### REQUISITOS DE LA TAREA
Reescribe como lista breve el párrafo del fragmento proporcionado que comienza con «Esto es ya extraordinario», conservando sus datos principales.

### FRAGMENTO PROPORCIONADO
***

Fue hace dos meses cuando tuve la oportunidad de charlar con Flora Calderón, la encargada del fomento a la lectura del Instituto de Cultura de Baja California. Le pregunté a quién se debía entrevistar en Ensenada, sí o sí, y Calderón fue concreta: Esther Aldaco y Rogelio Martínez. Me dio el teléfono de ambos. Un mes después, llamaba a Aldaco, estaba tras el teléfono, nervioso. Del otro lado de la línea, la misma Aldaco me contestó — esperaba que me respondiera alguna nieta, algún hijo, pero no ella y menos que su voz fuera tan jovial—. Después de presentarme, le comenté del interés por entrevistarla, su respuesta me volvió a sorprender, «Como que ya son muchas entrevistas, ¿no?» Me quedé callado. La sensación fue extraña. Me reí, me sentí desafiado, incluso desconcertado. Después le prometí que ésta sería diferente; no nada más hablaríamos de su obra, sino de su vida, de su persona. No supe si la convencí o no, pero me dijo que el siguiente miércoles en el Riviera (la casa de cultura de Ensenada), en su clase de pintura, podríamos sentarnos a charlar.
Una vez frente a ella, noté que el verdadero artista se cuece aparte: Aldaco, contrario al montón de señoras que te dicen que es de mala educación preguntarles su edad, intimidándote con la mirada para que desistas de preguntar «cosas impertinentes» (¿será que ven inminente chochear?), pregunta con cierto orgullo: «¿Saben la edad que tengo?». Sí: 91 años. Nació en 1924, unos años después del fin de la Primera Guerra Mundial. Al hablar de su padre, que es sin lugar a duda la figura que más la marcó, habla de la Revolución mexicana como un evento cercano. El tono al referirse a los Zapata, Obregón, Carranza e incluso al mismo Porfirio no es el típico del que los conoce —si es que los conoce— por lecturas de historia mexicana, sino de quien escuchaba de ellos cuando niña.
Esto es ya extraordinario. Además, los años posteriores a la Revolución mexicana fueron especiales para el panorama artístico mexicano, y Esther tuvo la dicha de formarse en este periodo, primero en Sonora y después en la ciudad de México. Apellidos como los Orozco, Kahlo y Rivera no le son extraños, aunque éstos no fueron su mayor influencia. Los que sí lo fueron son nombres no menos geniales: José Chávez Morado, Jorge González Camarena, Raúl Anguiano y, de manera especial, el valenciano Higinio Blat. Como ella misma lo afirma, y no se equivoca, «es como si hubiera estudiado en París».

***

### LÍNEAS PROPORCIONADAS
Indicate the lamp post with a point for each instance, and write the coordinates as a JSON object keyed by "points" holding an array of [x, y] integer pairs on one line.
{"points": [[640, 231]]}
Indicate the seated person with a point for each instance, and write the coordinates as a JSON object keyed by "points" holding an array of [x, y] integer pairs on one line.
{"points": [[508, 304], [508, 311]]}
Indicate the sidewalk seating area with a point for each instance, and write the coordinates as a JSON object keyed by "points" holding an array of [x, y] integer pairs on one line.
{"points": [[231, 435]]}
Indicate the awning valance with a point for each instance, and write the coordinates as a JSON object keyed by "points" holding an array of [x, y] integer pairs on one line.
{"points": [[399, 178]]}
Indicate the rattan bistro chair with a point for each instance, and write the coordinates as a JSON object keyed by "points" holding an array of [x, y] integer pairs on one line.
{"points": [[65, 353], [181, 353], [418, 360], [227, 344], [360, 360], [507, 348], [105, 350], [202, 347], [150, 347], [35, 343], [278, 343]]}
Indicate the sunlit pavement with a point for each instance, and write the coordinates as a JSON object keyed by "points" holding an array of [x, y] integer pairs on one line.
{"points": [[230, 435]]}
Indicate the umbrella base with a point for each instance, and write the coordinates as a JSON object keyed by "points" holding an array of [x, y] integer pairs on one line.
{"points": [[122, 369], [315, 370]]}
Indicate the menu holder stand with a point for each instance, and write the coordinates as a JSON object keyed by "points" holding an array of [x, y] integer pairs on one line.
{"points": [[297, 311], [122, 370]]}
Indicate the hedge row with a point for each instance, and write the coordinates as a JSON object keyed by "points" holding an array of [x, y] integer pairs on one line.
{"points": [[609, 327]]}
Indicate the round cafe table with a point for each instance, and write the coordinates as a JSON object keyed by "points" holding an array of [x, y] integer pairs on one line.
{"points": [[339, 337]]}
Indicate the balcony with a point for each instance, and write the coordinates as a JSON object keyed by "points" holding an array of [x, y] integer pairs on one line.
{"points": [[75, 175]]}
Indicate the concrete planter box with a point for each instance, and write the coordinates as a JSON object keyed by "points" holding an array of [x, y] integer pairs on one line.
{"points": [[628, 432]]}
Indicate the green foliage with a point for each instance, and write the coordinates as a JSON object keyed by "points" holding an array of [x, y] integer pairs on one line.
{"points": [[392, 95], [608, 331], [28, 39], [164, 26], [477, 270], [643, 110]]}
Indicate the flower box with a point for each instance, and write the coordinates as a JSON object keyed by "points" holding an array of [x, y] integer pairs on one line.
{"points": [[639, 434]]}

***

### RESPUESTA DEL EJERCICIO
- Los años posteriores a la Revolución mexicana fueron especiales para el arte mexicano, y Esther se formó en ese periodo, primero en Sonora y después en la ciudad de México.
- Los Orozco, Kahlo y Rivera le resultan familiares, aunque no fueron su mayor influencia.
- Sus principales influencias fueron José Chávez Morado, Jorge González Camarena, Raúl Anguiano y, de manera especial, el valenciano Higinio Blat.
- Ella afirma: «es como si hubiera estudiado en París».